● REQUIREMENT
Character for character, transcribe the entries below, minus the images.

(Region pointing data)
============================================================

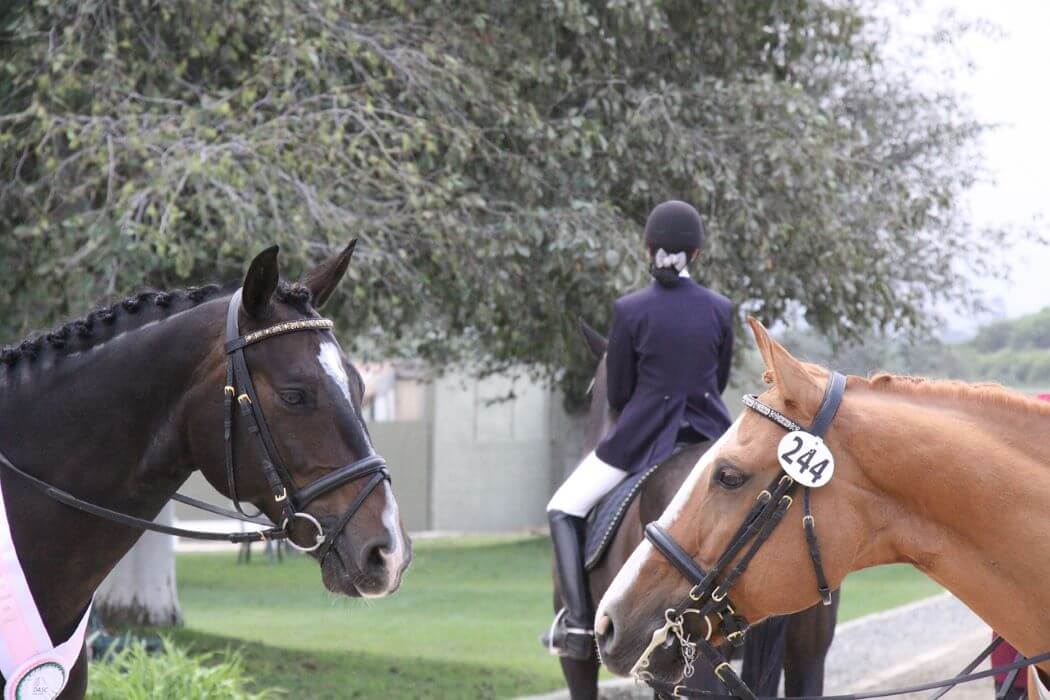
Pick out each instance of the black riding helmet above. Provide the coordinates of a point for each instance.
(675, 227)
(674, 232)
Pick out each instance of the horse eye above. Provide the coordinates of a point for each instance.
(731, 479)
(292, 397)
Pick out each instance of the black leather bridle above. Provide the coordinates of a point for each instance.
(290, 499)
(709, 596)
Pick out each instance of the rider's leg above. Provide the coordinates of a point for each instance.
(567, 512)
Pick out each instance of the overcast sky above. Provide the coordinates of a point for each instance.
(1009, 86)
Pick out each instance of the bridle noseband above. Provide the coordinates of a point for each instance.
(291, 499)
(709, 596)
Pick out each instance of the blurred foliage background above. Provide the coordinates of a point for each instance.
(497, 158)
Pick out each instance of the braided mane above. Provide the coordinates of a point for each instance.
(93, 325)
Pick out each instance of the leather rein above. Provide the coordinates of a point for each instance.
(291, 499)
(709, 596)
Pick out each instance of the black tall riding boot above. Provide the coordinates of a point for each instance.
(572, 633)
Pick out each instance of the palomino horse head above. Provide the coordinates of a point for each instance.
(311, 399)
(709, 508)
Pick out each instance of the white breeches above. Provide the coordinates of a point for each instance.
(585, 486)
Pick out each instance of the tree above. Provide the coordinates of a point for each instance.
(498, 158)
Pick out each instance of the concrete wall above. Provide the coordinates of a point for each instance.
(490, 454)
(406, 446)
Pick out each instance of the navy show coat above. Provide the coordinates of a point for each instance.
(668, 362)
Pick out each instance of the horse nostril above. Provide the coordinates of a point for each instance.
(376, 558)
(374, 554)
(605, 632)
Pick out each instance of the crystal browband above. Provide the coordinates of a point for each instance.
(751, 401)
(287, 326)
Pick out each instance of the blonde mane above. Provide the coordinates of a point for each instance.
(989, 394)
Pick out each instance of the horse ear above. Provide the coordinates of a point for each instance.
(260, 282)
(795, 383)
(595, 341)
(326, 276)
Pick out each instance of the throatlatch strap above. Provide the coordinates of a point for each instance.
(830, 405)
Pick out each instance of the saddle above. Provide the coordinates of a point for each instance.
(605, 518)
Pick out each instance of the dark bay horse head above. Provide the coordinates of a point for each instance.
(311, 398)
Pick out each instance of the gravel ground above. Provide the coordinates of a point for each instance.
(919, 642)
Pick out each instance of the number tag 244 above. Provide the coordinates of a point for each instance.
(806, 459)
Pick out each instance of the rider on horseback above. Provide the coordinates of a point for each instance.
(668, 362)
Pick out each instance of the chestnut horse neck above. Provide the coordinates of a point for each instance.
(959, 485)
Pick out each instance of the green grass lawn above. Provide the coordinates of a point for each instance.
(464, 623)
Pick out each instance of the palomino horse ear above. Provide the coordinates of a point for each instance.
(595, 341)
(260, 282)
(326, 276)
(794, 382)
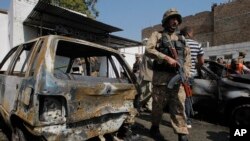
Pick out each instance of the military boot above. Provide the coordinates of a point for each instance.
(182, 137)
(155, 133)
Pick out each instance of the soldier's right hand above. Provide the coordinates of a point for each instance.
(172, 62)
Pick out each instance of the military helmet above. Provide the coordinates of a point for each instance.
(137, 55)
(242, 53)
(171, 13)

============================================================

● PROBLEM SOLUTION
Pick out each instance of the black riding helmet above. Provide the coordinates of a point for each instance.
(675, 227)
(674, 232)
Pick out each instance of the horse eye above. Provide the coordinates of a point for each instance.
(731, 479)
(292, 397)
Pick out each instance of the black leather bridle above. Provide the coordinates of a point for each instance.
(290, 499)
(709, 596)
Pick out each instance of the rider's leg above. Provide the coordinates of a point for each instance.
(567, 512)
Pick out each instance of the overcast sky above. Provide the coordinates of a point for each instance.
(1009, 86)
Pick out each instance of the bridle noseband above. Provide the coordinates of a point for each instance.
(291, 499)
(709, 596)
Pick out each instance of the blurred foliage background above. Provide the coordinates of a point for each instance.
(497, 158)
Pick out each instance of the braided mane above. Provide the coordinates of a point for each instance.
(93, 325)
Pick out each instance of the leather rein above. Provide the coordinates of a point for each instance.
(291, 499)
(709, 596)
Pick out each instance of the black tall riding boot above. Provide the coordinates of a point for each instance.
(572, 633)
Pick out each instance of the palomino horse head above. Provide the coordinates of a point for each instance.
(311, 399)
(709, 508)
Pick out each instance of the white breeches above. Provide the coordinates of a point for each instance.
(585, 486)
Pick out each instance of the tree above. Provide the coordinates of a point for each instance.
(498, 158)
Pick out each instance of the concrete wall above. Provide the coordinates of a point for each instance.
(490, 454)
(406, 446)
Pick out each instance of the navy show coat above. Provide the coordinates of a point for each instance.
(668, 362)
Pick out each instance of the horse nostril above. Provide the coordinates of a point for each instance.
(376, 558)
(374, 554)
(605, 632)
Pick out each instance of the crystal browband above. Provide the coordinates of a point for each instance.
(751, 401)
(287, 326)
Pick out each instance of the blonde mane above. Provide the coordinates of a point for each instance.
(989, 394)
Pick out each instance of the horse ear above. Provide the coordinates of a point for each instance.
(260, 282)
(795, 383)
(595, 341)
(326, 276)
Pick out each instance of the throatlatch strap above. Provide the coordinates of a point for each instance.
(830, 405)
Pick out each instance of the saddle above. Provide the coordinates of a point for each instance.
(605, 518)
Pick out each instance of the dark bay horse head above. Provide the coordinates of a point for each instance.
(311, 398)
Pick out each instance of the gravel ground above. Provide the coordinates of a point for each instance.
(919, 642)
Pick out each instance of the number tag 244 above. Provide the coordinates of a point for each instance.
(806, 459)
Pick out each instance of the rider on horseback above. Provide the coordinates of a point for each instance.
(668, 362)
Pick out each instance of the chestnut horse neck above. Provide the coordinates of a point for each instance.
(959, 485)
Pick out each instance of the green grass lawn above. Provide the coordinates of a point for each instance.
(464, 623)
Pick out each instance of the palomino horse ear above. Provide the coordinates of a point for each instance.
(595, 341)
(260, 282)
(326, 276)
(794, 382)
Pick out each instance of the military boot above. Provide the coordinates of a point for each instance.
(182, 137)
(155, 133)
Pick out each instance of the soldier's right hand above. Provide the coordinates of a point for each instance.
(172, 62)
Pick out each instance of the military helmet above. Provide the coordinates of a point for each instance.
(137, 55)
(242, 53)
(171, 13)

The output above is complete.